YOUR OBJECTIVE: Transcribe the rows exactly, starting with the first line and going on through the line that contains "POLYGON ((186 175, 188".

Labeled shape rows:

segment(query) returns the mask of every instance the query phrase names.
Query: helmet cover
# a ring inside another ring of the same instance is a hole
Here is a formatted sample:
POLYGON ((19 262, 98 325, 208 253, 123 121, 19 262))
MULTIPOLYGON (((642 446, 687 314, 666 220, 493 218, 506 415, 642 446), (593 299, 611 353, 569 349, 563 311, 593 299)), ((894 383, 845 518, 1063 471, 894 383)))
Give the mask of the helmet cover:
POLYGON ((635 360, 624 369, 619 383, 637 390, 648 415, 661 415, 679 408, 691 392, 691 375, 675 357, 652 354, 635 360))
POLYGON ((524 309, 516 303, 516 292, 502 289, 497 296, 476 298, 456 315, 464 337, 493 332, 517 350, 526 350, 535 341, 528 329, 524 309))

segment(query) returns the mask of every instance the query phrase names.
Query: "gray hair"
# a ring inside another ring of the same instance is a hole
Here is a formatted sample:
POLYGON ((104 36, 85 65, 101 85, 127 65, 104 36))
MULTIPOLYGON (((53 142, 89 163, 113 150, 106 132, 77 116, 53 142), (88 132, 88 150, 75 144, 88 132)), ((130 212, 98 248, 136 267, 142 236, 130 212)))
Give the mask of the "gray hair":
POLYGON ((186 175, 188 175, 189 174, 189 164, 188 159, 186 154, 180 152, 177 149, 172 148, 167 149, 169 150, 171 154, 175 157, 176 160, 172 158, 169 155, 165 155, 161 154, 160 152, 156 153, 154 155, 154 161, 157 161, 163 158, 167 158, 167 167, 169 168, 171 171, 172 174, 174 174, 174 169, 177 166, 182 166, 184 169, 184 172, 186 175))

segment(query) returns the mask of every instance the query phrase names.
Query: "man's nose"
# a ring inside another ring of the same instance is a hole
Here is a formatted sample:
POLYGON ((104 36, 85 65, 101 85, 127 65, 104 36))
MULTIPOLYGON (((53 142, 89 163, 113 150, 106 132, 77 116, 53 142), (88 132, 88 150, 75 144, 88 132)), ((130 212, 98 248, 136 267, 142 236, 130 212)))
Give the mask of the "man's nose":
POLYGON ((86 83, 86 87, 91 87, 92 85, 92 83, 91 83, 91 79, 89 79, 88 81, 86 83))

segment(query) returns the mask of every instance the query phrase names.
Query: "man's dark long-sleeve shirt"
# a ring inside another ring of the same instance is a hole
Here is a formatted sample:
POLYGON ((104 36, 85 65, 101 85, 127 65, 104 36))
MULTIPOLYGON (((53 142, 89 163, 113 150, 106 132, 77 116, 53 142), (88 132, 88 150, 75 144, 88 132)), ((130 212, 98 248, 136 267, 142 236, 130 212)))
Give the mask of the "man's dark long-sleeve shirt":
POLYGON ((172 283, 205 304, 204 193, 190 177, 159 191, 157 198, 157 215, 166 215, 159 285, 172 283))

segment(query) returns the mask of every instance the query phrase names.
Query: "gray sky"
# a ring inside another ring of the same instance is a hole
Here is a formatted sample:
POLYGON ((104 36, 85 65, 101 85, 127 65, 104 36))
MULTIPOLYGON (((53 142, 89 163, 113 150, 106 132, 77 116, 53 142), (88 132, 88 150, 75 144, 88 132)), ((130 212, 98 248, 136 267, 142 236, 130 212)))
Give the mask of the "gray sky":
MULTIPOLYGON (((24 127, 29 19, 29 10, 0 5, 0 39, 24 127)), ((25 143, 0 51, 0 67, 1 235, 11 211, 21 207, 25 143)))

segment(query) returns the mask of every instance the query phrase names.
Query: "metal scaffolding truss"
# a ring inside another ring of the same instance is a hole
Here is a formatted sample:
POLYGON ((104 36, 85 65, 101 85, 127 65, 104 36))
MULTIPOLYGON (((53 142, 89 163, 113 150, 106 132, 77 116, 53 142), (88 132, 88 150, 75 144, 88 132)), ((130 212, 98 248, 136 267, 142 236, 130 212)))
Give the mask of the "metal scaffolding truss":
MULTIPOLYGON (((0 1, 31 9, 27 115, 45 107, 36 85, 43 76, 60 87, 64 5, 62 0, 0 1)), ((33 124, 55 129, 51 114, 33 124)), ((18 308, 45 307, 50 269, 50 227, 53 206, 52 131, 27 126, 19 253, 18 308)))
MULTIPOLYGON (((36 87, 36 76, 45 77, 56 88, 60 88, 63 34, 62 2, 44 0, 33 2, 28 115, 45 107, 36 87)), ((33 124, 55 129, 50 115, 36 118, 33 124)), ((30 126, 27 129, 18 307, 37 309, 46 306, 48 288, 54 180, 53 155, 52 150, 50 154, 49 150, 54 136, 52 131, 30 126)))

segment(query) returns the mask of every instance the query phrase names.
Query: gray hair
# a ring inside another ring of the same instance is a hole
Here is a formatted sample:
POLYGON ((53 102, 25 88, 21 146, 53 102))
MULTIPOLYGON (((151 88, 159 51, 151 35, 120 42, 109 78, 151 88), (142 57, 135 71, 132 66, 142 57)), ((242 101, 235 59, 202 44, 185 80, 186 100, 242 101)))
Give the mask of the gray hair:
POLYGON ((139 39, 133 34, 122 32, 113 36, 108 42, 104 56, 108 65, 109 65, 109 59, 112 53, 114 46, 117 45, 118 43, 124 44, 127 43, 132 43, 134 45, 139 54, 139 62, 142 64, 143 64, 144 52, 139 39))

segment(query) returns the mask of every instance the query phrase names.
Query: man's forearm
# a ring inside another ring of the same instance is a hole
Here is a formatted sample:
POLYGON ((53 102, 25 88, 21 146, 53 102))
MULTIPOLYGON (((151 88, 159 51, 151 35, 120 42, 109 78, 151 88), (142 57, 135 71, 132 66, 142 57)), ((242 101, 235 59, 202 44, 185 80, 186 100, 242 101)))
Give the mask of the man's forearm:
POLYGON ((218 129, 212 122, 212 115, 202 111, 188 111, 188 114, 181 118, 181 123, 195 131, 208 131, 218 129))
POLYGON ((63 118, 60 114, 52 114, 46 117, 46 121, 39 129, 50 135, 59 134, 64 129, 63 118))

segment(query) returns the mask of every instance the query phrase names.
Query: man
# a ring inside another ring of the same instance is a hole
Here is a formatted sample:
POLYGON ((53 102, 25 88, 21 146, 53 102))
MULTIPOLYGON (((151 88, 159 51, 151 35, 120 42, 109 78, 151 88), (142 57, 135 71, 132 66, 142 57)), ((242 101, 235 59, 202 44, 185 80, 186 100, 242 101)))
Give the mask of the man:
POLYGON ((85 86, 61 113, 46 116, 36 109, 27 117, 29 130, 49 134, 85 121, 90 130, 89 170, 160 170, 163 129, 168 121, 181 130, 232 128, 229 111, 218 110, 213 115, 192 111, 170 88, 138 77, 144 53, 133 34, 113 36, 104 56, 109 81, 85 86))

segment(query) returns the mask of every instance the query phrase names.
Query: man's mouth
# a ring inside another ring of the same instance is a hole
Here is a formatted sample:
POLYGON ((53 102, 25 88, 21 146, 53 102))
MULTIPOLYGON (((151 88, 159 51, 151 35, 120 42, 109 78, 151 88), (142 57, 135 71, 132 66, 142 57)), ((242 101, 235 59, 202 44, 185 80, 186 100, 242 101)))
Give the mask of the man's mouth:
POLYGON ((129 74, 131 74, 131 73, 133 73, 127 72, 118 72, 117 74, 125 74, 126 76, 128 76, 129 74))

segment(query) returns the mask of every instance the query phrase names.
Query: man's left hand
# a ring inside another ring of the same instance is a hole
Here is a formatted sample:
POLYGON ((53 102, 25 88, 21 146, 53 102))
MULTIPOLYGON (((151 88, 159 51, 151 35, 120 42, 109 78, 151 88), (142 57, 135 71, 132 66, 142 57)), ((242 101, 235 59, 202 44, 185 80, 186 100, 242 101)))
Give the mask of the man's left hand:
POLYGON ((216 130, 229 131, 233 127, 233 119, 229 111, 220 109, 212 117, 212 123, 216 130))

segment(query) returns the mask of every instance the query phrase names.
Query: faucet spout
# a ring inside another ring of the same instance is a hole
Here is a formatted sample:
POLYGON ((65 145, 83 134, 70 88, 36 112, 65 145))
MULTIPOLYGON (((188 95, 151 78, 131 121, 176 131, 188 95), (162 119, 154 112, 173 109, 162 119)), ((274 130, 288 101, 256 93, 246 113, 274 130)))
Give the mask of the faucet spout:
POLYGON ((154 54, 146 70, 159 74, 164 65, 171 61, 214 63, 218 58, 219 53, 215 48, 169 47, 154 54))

FINISHED TASK:
segment(query) returns the mask of every instance the query phrase names.
Query: helmet cover
# a ring inside another ring of the same instance is a hole
Here is a formatted sample:
POLYGON ((19 262, 98 325, 208 253, 123 121, 19 262))
MULTIPOLYGON (((642 446, 687 314, 666 220, 493 218, 506 415, 642 446), (593 299, 611 353, 569 349, 563 311, 593 299)), ((894 383, 845 518, 1063 471, 894 383)))
Give the mask of the helmet cover:
POLYGON ((635 360, 624 369, 619 383, 637 390, 648 415, 661 415, 679 408, 691 392, 691 375, 675 357, 652 354, 635 360))
POLYGON ((524 309, 516 303, 516 292, 502 289, 497 296, 476 298, 456 315, 464 337, 493 332, 517 350, 526 350, 535 341, 528 329, 524 309))

segment(query) returns the mask of every instance the query phrase names.
Query: "gray hair"
# a ring inside another ring of the same instance is a hole
Here is a formatted sample:
POLYGON ((104 36, 85 65, 101 85, 127 65, 104 36))
MULTIPOLYGON (((53 142, 89 163, 113 150, 106 132, 77 116, 53 142), (88 132, 88 150, 75 144, 88 132)), ((130 212, 98 248, 136 267, 142 236, 130 212)))
Give the mask of the "gray hair":
POLYGON ((186 175, 188 175, 189 174, 189 164, 188 159, 186 154, 180 152, 177 149, 172 148, 167 149, 169 150, 171 154, 175 157, 176 160, 172 158, 169 155, 165 155, 161 154, 160 152, 156 153, 154 155, 154 161, 157 161, 163 158, 167 158, 167 167, 169 168, 171 171, 172 174, 174 174, 174 169, 177 166, 182 166, 184 169, 184 172, 186 175))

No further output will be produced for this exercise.